------ PAGE TEXT ------
As far as I can see, all of this happens before the dependency tree is initialized. I'm running out of ideas to test.

pnuu · 2020-10-08T11:37:08Z

Next test: memory profiling satpy.Scene.__init__(). No change in memory use at this point between self.acq_time[0].astype(datetime) and self._start_time.

pnuu · 2020-10-08T12:02:36Z

Memory profiling Scene.save_datasets() didn't reveal anything that would hint at the root cause (delayed processing and all that), but shows nicely the increase in memory use:

Using self.acq_time[0].astype(datetime)

1369 5113.441 MiB 4928.590 MiB           return writer.save_datasets(datasets, compute=compute, **save_kwargs)

Using self._start_time

1369 3813.168 MiB 3628.602 MiB           return writer.save_datasets(datasets, compute=compute, **save_kwargs)

The number fields are: code line number / memory usage / increase in memory usage for that line.

pnuu · 2020-10-08T12:24:01Z

Interestingly, using writer='simple_image' reverses the memory consumption..
------
- ACTIVITIES
1 – In the satpy memory profiling thread, what do the three number fields in the profiling output lines represent?
2 – Carry on the satpy memory profiling thread, starting after its last post.
------ SOURCE DATA ------
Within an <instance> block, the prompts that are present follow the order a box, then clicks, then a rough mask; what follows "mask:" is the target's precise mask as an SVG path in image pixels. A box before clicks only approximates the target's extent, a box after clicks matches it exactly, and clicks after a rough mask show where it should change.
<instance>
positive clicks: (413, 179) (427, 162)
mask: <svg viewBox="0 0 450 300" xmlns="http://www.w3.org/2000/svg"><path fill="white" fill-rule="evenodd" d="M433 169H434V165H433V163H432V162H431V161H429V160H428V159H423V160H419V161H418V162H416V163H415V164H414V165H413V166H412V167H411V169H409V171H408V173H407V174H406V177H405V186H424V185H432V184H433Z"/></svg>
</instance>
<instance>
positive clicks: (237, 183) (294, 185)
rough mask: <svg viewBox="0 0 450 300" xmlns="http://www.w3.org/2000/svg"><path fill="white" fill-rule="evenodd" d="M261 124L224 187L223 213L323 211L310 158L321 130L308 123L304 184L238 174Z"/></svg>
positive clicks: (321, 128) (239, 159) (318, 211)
------
- RESPONSES BY ITEM NUMBER
1 – They are the code line number, the memory usage, and the increase in memory usage for that line.

2 –
pnuu · 2020-11-12T08:08:22Z

Some more testing. If I load only plain channels without any modifiers, there is practically no difference in processing time. So now I'm suspecting that the time-dependent modifiers (sunz_modified, rayleigh_corrected) have something to do with the slowdown.

pnuu · 2021-12-13T08:28:58Z

Another test. Replacing

    @property
    def start_time(self):
        """Get start time of the scan."""
        return self.acq_time[0].astype(datetime)

with a static, identical time to the Scene I'm testing, with:

    @property
    def start_time(self):
        """Get start time of the scan."""
        return datetime(2021, 12, 8, 6, 0, 20)

reduces the memory usage. So it isn't the "extra" seconds compared to the start_time derived from the filename causing the problem.

Doing self._start_time = times64[0].astype(datetime) in _get_acq_time() and using that in start_time() property is again slower and uses more memory. The same slowness happens if using self._start_time = times64[0].copy().astype(datetime) to get rid of potential Numpy references in the Dask graph.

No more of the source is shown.